*** Opening Study text ***

The evolutionary case for sex is genetic variation. The variety arising from the mating of two diverse individuals is almost infinite; natural selection can then act to favour those most suited to life in our ever-changing world.
In a static world, it would be more efficient to reproduce through cloning, i.e. growing new but genetically identical multiplications of ourselves. This worked well for potatoes – until potato blight arrived from South America, exposing the dangers of genetic uniformity. One might hope that farming would have remembered the value of diversity to food security, especially in a world with a rapidly changing climate. Yet, after millennia of farmers selecting the plants most suited to local conditions and saving seeds, the same genetically narrow, patented varieties are now being grown around the globe. A frightening 60 per cent of the global seed trade is controlled by just four companies; their use of first hybridisation and then genetic modification, plus rigorously enforced contracts, make seed saving illegal (for GM seeds) or impossible (for hybrid seeds).
Modern breeding techniques have undeniably contributed to the two- to four-fold yield increases seen in most crops since World War Two. It would be impossible for us to grow many of our vegetables at the prices most of you expect to pay without hybrid seeds, which massively reduce harvest costs through uniformity and synchronous maturity.
But these advances have been accompanied by massive increases in fertiliser and pesticide use, declining nutritional quality, and a loss of genetic diversity. Most concerning is that those four companies controlling our food and farming have appalling environmental records; the largest, Bayer-Monsanto, brought us DDT, PCBs and Agent Orange.
Last week was The Gaia Foundation’s ‘Seed Week’, focusing on the benefits of buying locally grown and adapted organic seeds. It has reminded me to urge the gardeners among you to support the independent and highly-principled Real Seeds, Seed Co-operative and Vital Seeds. These rebel seed-savers and small commercial breeders are leading a minor fight-back with non-hybrid varieties, thereby contributing to the maintenance of genetic diversity, and perhaps even to food security.

*** Closing Study text ***

▸ Work request: Reproduce the seed-diversity text, starting with "But these advances" and going on through "to food security.", replacing "genetic diversity" with "crop biodiversity" wherever it occurs.

*** Opening Given information ***

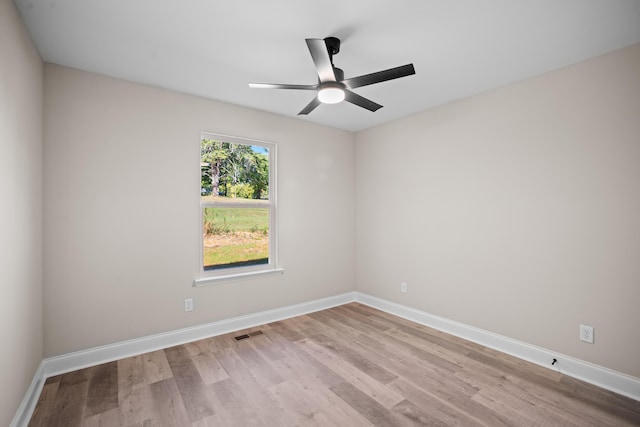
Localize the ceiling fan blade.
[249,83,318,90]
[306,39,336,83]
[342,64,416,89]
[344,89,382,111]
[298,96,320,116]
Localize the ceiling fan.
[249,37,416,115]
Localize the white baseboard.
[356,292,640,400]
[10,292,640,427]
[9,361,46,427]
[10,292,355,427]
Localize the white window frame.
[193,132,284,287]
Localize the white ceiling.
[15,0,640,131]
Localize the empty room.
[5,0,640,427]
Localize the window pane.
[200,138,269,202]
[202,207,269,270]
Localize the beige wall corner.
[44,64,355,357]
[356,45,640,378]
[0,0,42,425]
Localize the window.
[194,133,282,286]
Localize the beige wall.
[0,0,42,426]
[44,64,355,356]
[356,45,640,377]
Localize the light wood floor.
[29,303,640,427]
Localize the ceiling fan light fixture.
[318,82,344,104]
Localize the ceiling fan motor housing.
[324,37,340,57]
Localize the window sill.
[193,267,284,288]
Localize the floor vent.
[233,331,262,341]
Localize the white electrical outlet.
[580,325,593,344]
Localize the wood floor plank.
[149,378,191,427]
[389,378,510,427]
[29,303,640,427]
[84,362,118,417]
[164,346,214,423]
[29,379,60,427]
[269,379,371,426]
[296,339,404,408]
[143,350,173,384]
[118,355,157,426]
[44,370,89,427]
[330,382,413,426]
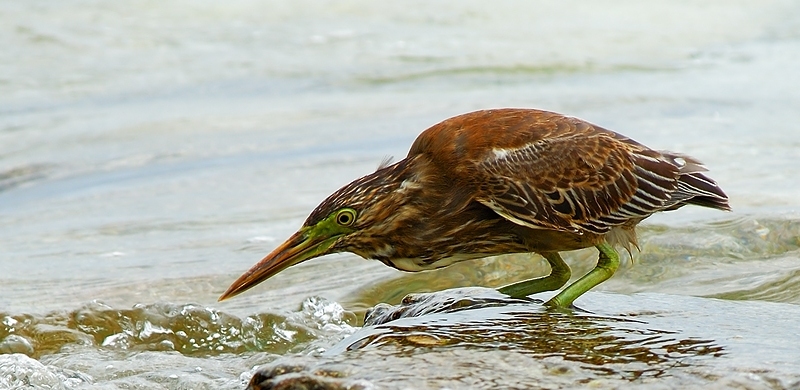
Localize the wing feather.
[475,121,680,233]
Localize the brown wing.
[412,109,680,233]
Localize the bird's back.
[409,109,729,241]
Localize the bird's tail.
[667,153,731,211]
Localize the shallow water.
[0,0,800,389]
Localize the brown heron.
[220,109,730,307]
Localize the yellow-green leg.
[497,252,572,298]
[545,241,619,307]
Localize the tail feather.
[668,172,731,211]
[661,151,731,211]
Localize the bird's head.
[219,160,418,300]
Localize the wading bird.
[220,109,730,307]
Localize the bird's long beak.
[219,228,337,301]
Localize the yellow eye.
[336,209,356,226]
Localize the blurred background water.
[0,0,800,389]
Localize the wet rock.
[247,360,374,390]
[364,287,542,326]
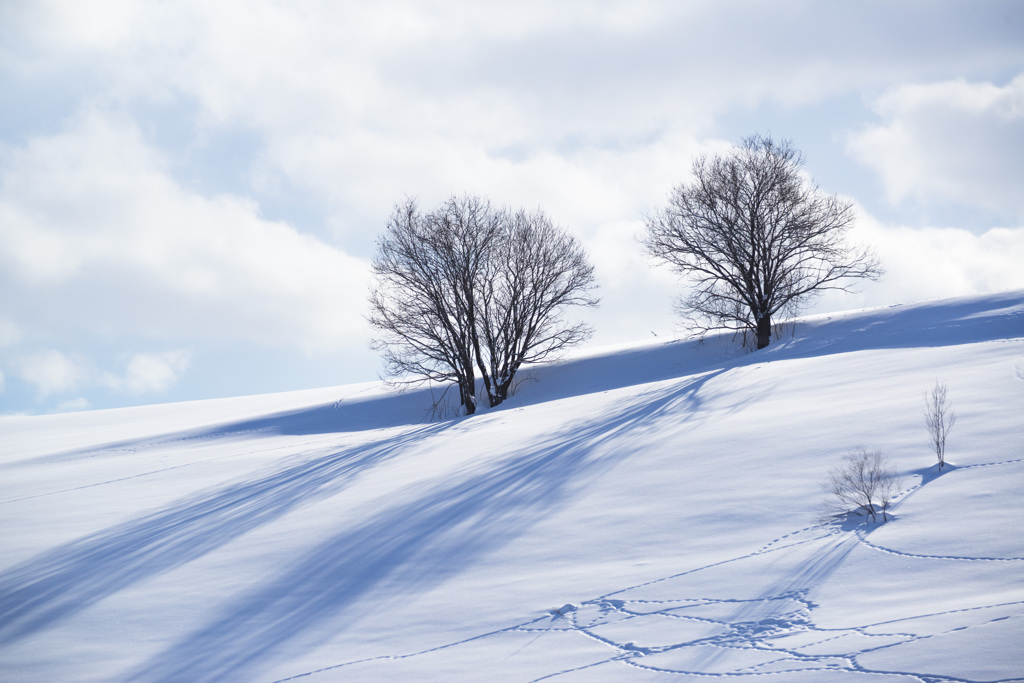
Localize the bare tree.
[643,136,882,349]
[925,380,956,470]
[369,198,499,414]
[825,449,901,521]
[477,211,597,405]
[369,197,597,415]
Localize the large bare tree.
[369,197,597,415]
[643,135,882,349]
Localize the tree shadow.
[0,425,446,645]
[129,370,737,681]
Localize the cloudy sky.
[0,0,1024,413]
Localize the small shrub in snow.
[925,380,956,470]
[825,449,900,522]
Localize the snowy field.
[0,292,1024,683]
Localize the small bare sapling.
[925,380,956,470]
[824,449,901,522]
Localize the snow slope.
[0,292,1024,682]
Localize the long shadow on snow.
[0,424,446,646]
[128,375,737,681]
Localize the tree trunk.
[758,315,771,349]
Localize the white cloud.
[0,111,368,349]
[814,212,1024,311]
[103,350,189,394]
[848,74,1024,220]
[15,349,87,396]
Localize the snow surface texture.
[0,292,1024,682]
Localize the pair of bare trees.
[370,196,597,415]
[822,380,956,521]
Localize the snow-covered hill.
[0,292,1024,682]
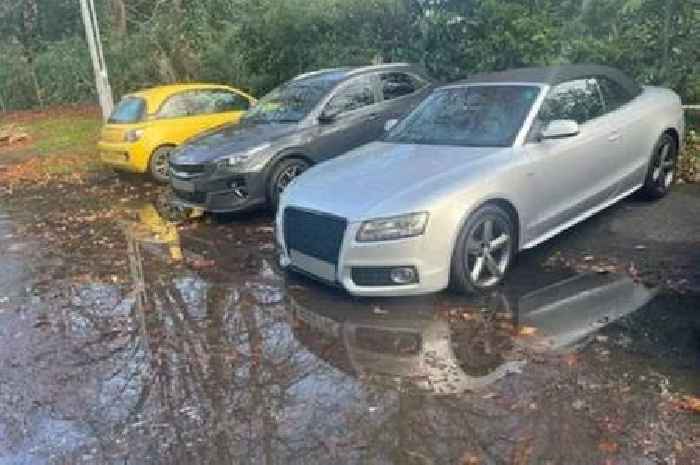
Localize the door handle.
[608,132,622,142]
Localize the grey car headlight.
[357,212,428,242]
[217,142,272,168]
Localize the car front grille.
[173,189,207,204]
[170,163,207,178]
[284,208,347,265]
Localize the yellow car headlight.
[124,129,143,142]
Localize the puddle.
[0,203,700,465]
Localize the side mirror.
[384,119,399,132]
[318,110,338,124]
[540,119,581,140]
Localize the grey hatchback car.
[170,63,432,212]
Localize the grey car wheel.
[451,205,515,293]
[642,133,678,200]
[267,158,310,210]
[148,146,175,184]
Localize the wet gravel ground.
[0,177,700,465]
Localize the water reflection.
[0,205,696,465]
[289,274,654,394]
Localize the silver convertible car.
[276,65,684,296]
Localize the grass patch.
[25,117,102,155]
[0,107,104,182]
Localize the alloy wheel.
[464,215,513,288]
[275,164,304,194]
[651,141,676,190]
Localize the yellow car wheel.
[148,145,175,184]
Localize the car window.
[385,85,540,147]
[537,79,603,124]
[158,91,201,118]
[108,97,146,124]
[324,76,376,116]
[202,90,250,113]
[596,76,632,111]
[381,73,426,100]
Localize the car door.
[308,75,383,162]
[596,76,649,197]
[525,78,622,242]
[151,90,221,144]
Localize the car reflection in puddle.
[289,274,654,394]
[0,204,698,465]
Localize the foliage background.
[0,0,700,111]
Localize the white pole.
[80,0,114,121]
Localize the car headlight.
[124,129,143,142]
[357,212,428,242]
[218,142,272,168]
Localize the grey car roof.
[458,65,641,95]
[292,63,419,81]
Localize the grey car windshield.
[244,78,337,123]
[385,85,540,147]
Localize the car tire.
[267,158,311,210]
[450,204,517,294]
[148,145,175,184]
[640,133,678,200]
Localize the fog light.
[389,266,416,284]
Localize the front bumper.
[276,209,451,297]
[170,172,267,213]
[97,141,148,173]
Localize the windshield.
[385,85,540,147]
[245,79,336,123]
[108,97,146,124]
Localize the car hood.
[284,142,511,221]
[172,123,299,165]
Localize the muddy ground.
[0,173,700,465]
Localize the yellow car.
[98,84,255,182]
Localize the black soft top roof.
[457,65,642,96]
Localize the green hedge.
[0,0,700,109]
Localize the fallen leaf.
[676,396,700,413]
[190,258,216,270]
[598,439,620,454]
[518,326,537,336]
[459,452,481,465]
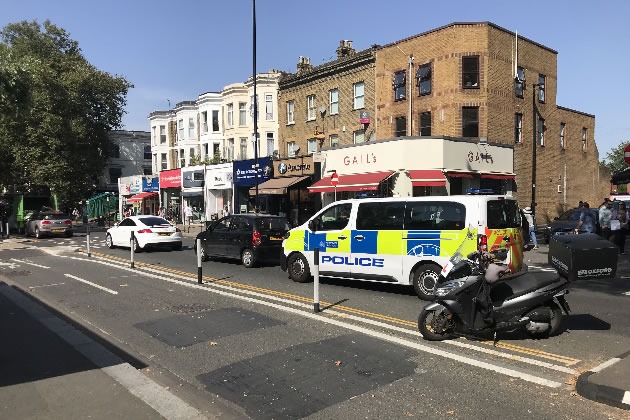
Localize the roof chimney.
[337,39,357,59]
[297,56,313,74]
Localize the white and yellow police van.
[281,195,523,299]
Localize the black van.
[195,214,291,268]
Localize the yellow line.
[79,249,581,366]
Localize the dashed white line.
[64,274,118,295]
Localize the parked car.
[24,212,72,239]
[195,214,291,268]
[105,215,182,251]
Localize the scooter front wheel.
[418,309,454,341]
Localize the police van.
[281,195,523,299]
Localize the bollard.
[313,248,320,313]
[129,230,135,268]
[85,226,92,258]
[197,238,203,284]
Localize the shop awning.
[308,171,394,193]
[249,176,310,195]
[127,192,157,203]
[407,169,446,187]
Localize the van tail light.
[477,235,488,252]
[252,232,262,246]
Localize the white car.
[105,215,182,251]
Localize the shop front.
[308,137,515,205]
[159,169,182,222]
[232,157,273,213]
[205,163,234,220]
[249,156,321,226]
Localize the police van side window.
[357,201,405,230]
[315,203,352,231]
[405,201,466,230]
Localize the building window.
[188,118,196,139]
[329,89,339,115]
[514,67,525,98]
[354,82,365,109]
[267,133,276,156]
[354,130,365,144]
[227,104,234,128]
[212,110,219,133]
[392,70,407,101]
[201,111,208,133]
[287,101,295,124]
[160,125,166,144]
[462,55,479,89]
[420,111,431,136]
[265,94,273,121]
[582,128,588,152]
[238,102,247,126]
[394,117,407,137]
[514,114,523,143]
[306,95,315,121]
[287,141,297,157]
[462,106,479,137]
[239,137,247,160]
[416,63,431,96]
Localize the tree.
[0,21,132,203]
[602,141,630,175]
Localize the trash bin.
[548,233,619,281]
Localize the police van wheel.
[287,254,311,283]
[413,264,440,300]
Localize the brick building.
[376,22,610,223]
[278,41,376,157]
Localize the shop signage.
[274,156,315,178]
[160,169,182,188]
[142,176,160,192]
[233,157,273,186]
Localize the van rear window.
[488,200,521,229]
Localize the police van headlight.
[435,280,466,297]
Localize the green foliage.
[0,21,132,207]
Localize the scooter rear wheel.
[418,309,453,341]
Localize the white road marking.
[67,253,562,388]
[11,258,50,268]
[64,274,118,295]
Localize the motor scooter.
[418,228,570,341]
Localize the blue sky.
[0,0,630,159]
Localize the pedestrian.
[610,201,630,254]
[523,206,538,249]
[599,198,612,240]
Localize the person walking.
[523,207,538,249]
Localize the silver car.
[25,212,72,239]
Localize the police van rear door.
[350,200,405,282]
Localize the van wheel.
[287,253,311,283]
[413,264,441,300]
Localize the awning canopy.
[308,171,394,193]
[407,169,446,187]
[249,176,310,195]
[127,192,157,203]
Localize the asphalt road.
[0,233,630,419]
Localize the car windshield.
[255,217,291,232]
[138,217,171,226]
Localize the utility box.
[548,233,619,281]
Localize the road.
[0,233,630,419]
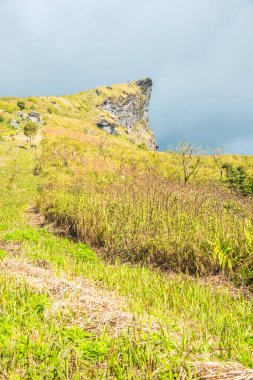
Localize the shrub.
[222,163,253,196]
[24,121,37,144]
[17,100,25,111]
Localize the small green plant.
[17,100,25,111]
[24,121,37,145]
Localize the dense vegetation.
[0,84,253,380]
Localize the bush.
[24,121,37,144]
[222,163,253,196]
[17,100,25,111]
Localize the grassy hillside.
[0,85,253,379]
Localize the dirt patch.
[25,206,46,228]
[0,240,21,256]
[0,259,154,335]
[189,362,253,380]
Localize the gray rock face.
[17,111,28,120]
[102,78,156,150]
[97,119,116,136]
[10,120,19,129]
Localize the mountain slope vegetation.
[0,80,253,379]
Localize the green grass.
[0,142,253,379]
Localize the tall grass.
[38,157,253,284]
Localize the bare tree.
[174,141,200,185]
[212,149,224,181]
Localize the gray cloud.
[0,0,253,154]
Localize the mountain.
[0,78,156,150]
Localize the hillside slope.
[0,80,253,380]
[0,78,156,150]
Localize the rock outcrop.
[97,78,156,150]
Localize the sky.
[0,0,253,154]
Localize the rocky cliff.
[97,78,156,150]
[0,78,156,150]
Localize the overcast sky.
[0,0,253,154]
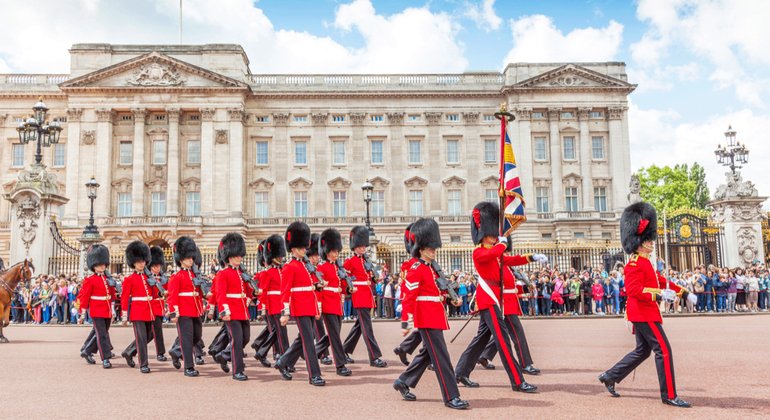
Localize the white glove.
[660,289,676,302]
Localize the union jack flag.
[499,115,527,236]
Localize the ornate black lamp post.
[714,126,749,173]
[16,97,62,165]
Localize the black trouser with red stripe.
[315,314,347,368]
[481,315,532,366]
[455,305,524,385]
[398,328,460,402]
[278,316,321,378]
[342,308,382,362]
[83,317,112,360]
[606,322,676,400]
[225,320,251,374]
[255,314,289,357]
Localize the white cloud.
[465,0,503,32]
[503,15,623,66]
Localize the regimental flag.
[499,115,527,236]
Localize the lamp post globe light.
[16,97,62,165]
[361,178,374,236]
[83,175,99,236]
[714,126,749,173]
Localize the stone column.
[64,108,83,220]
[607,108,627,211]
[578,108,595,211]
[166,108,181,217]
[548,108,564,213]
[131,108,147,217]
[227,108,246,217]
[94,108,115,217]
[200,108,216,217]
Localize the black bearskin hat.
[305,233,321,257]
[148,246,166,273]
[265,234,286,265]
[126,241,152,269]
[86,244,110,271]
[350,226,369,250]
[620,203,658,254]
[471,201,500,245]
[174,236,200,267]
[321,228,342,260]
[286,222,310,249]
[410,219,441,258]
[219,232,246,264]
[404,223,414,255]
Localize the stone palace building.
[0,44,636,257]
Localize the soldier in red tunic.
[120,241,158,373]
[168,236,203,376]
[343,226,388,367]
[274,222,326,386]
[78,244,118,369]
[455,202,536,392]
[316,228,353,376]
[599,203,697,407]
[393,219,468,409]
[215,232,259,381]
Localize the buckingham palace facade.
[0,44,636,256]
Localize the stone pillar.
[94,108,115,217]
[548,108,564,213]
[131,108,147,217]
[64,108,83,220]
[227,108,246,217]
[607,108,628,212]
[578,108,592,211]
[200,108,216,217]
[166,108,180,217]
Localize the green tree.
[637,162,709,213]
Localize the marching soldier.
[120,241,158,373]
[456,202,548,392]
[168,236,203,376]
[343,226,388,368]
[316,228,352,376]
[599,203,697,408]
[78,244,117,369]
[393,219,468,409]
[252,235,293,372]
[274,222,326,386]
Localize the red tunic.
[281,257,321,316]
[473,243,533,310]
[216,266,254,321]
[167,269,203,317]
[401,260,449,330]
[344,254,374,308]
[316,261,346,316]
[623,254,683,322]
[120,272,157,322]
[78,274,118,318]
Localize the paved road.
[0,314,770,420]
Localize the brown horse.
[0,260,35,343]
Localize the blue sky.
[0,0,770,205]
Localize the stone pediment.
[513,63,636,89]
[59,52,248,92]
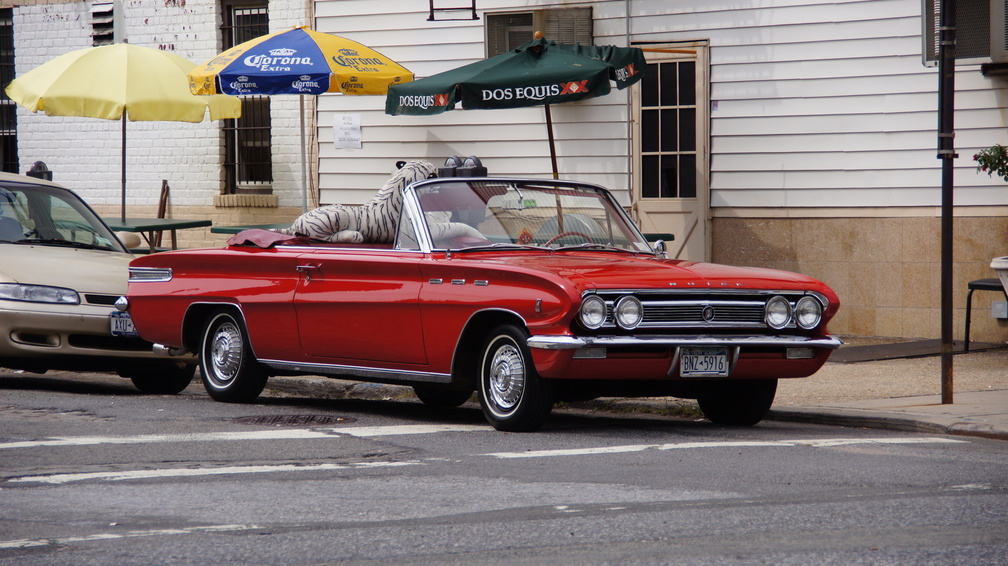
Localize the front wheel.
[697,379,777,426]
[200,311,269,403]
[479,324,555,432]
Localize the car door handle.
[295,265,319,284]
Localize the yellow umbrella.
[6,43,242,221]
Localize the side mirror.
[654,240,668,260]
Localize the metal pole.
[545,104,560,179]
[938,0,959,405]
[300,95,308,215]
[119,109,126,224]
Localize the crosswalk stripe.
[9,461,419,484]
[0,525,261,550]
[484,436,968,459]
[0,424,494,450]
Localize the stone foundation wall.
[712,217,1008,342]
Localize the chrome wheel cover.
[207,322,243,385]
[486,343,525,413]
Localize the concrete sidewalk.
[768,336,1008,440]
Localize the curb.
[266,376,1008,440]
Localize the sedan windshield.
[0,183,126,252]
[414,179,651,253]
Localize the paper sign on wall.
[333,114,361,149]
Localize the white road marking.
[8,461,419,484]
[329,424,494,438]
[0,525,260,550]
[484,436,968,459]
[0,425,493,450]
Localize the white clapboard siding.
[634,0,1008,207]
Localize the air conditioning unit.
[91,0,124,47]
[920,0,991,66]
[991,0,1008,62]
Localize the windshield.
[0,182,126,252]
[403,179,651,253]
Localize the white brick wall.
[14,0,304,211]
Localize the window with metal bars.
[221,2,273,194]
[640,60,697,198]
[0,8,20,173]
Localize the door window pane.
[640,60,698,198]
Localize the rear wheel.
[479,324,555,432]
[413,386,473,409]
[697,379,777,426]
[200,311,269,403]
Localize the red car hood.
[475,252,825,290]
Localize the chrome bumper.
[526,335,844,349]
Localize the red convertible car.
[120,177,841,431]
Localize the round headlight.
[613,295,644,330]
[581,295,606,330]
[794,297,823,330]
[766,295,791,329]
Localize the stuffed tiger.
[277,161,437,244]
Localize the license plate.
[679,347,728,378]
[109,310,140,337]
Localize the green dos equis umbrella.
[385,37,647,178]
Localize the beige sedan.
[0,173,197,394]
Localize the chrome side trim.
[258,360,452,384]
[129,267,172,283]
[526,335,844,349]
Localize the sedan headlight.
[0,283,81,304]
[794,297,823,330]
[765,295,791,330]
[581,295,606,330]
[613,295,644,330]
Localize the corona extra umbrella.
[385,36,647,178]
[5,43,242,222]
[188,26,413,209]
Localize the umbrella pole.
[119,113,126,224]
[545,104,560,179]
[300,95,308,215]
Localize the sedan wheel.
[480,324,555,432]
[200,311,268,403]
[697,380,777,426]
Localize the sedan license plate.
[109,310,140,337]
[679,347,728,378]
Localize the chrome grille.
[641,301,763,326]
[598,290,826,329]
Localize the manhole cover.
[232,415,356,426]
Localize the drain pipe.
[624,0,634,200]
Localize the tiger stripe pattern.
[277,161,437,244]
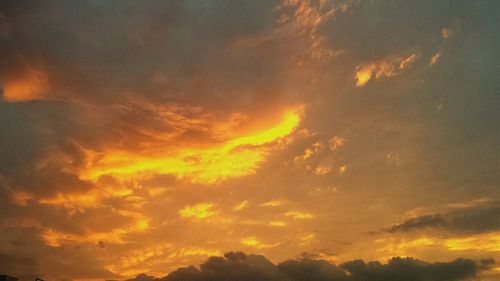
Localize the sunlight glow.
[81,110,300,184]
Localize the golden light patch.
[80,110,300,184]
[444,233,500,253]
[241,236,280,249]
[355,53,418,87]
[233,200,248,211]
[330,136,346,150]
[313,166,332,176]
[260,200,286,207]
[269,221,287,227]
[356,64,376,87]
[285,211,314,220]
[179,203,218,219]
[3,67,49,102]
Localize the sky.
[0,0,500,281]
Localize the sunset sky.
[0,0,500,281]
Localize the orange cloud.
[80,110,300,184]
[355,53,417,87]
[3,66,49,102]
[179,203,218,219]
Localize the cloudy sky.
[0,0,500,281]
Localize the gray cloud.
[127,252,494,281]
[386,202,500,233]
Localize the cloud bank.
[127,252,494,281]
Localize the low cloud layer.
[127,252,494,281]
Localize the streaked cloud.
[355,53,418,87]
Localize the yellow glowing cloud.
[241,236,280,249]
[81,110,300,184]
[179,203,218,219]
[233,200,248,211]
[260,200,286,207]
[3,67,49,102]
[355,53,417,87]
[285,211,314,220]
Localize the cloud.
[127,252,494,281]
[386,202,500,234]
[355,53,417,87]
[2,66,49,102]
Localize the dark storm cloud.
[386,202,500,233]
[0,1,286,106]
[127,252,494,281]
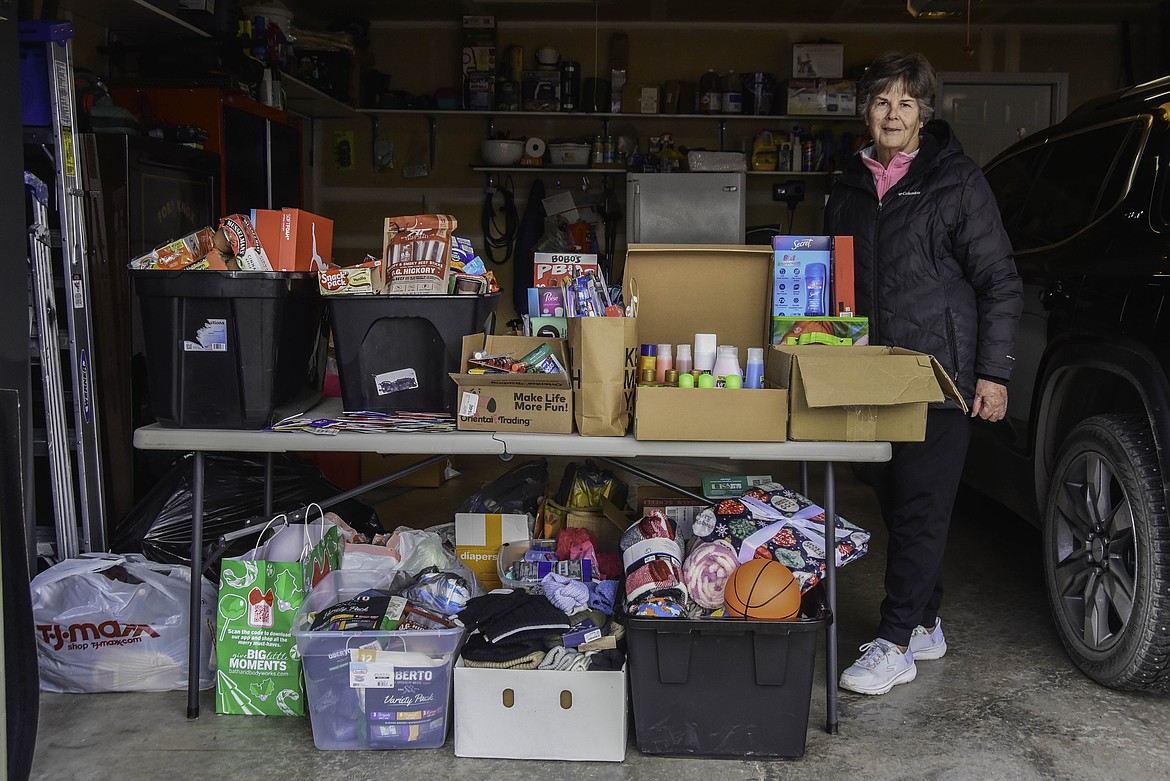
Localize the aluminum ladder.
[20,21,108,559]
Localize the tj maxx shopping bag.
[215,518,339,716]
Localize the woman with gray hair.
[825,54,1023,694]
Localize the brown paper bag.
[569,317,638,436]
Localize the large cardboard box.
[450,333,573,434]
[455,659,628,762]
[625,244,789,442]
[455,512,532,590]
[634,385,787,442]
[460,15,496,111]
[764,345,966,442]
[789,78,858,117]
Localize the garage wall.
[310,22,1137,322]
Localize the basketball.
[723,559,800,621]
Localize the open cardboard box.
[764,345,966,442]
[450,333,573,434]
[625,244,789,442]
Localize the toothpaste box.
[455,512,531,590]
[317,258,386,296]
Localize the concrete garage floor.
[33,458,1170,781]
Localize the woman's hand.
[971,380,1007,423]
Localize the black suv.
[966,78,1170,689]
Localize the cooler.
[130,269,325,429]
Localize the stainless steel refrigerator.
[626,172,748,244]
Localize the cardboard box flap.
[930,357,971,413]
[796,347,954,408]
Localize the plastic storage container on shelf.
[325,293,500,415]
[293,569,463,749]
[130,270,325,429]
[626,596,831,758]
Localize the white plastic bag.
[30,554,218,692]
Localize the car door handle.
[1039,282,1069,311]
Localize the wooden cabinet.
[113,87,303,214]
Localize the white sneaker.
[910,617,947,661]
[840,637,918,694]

*** Closing Given information ***

▸ Solution to the exercise:
But these advances have been accompanied by massive increases in fertiliser and pesticide use, declining nutritional quality, and a loss of crop biodiversity. Most concerning is that those four companies controlling our food and farming have appalling environmental records; the largest, Bayer-Monsanto, brought us DDT, PCBs and Agent Orange.
Last week was The Gaia Foundation’s ‘Seed Week’, focusing on the benefits of buying locally grown and adapted organic seeds. It has reminded me to urge the gardeners among you to support the independent and highly-principled Real Seeds, Seed Co-operative and Vital Seeds. These rebel seed-savers and small commercial breeders are leading a minor fight-back with non-hybrid varieties, thereby contributing to the maintenance of crop biodiversity, and perhaps even to food security.